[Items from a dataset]

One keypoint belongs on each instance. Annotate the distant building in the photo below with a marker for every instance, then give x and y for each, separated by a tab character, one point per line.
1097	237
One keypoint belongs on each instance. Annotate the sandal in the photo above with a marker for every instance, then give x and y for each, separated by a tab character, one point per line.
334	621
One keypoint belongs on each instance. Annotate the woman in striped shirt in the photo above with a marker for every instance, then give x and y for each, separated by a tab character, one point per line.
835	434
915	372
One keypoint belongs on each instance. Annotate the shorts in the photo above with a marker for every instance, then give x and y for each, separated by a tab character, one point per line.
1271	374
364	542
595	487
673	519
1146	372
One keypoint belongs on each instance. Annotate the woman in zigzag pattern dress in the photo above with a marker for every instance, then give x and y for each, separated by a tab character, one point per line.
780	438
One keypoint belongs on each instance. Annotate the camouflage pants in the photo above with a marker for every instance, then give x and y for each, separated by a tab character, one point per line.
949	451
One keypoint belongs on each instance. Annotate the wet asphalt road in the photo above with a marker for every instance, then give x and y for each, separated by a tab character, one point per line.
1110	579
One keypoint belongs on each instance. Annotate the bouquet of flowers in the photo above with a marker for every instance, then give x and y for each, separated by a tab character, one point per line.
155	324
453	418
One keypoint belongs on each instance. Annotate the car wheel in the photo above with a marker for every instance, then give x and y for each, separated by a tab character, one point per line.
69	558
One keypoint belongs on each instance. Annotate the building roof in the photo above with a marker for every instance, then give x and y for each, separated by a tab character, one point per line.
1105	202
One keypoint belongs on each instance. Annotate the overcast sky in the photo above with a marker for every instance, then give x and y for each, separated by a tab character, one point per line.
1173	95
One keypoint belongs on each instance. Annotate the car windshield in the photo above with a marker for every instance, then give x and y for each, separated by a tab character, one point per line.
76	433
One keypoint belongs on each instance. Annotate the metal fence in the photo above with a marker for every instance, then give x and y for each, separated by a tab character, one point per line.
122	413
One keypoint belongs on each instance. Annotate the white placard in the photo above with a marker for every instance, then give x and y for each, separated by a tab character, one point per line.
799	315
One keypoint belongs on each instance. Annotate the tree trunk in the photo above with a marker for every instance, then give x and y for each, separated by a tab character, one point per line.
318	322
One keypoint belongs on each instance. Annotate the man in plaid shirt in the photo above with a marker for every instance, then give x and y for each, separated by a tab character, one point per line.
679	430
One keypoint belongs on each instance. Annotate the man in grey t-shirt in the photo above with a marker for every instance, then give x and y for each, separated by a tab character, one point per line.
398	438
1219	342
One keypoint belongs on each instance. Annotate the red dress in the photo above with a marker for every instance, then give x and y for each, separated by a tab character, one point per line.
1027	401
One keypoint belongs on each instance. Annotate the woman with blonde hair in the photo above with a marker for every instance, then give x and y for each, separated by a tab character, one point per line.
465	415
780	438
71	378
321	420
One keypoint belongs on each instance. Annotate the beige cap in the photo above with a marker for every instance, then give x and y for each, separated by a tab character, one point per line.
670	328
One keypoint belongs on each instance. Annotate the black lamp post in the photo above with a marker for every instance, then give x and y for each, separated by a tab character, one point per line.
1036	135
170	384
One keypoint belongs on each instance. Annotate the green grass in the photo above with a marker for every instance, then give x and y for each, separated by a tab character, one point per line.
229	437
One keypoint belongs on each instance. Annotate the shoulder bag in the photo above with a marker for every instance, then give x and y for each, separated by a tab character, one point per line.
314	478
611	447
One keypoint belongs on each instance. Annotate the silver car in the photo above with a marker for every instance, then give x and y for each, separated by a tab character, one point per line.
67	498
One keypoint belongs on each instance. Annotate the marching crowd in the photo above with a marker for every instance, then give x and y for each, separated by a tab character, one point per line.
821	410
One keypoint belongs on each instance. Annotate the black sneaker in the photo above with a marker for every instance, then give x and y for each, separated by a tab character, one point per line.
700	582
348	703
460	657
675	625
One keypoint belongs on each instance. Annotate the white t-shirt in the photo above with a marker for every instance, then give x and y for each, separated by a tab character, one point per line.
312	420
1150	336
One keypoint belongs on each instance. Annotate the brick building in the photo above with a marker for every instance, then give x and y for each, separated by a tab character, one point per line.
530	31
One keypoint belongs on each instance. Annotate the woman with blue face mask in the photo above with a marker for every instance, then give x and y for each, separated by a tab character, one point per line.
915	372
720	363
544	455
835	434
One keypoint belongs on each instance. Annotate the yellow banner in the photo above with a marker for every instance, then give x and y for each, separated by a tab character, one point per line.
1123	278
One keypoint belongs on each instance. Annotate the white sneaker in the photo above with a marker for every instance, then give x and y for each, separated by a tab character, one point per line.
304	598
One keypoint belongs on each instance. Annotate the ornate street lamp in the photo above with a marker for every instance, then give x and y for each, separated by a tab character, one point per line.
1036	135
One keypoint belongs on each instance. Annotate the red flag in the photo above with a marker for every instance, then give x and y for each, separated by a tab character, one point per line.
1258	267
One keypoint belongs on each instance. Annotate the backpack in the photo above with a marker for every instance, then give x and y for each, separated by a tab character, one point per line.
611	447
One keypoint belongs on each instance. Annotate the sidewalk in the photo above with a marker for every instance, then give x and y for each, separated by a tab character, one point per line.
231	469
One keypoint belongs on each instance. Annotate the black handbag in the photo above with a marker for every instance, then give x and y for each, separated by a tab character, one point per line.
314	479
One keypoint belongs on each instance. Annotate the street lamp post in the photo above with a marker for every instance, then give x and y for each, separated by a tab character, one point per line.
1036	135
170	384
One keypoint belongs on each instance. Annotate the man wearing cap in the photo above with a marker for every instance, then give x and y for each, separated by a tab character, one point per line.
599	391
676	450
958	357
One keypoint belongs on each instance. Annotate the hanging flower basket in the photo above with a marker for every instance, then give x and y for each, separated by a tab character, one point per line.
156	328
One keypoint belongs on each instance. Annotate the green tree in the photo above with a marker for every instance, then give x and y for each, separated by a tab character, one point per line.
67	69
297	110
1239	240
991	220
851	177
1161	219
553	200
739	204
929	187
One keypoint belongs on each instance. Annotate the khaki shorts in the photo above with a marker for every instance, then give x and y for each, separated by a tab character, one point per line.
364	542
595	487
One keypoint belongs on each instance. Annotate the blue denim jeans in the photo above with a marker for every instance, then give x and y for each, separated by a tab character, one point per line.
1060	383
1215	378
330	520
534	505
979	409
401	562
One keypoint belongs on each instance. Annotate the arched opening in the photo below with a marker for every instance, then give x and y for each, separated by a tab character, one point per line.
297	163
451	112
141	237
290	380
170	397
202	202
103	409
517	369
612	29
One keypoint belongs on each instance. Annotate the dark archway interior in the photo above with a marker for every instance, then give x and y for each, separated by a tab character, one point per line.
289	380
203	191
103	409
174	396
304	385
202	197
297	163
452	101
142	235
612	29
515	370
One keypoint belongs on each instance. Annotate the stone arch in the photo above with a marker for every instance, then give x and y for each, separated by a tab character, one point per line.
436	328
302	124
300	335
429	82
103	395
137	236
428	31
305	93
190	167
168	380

AIM:
The lines to reproduce run from the one that contains "One keypoint belongs on each instance. Annotate the blue" through the last line above; copy them exactly.

EXPECTED OUTPUT:
One keypoint belongs on each instance. Annotate the blue denim jeans in the photo above with a marker for every instance, then give x and y for each, separated by a tab character, one point per line.
1060	383
1215	378
330	520
534	505
979	409
401	562
One keypoint belongs on each instance. Annotate the arched opening in the photo below with a marker for every instance, then give x and y for each, separated by a tab character, one point per line.
297	163
451	112
141	237
290	380
170	397
202	202
103	409
517	369
612	29
One keypoint belongs on each instance. Annotate the dark archway interior in the photo above with a marker for every instance, then give x and y for each, separated by a tab character, one point per line.
289	380
203	191
103	409
174	396
304	385
202	197
297	163
452	101
142	235
612	29
515	370
One keypoint belongs on each instance. Annotate the stone arch in the photo above with a marker for every instance, then give x and y for each, separated by a tab character, one point per line.
436	328
302	124
300	335
429	82
103	395
137	236
428	31
305	93
190	167
168	380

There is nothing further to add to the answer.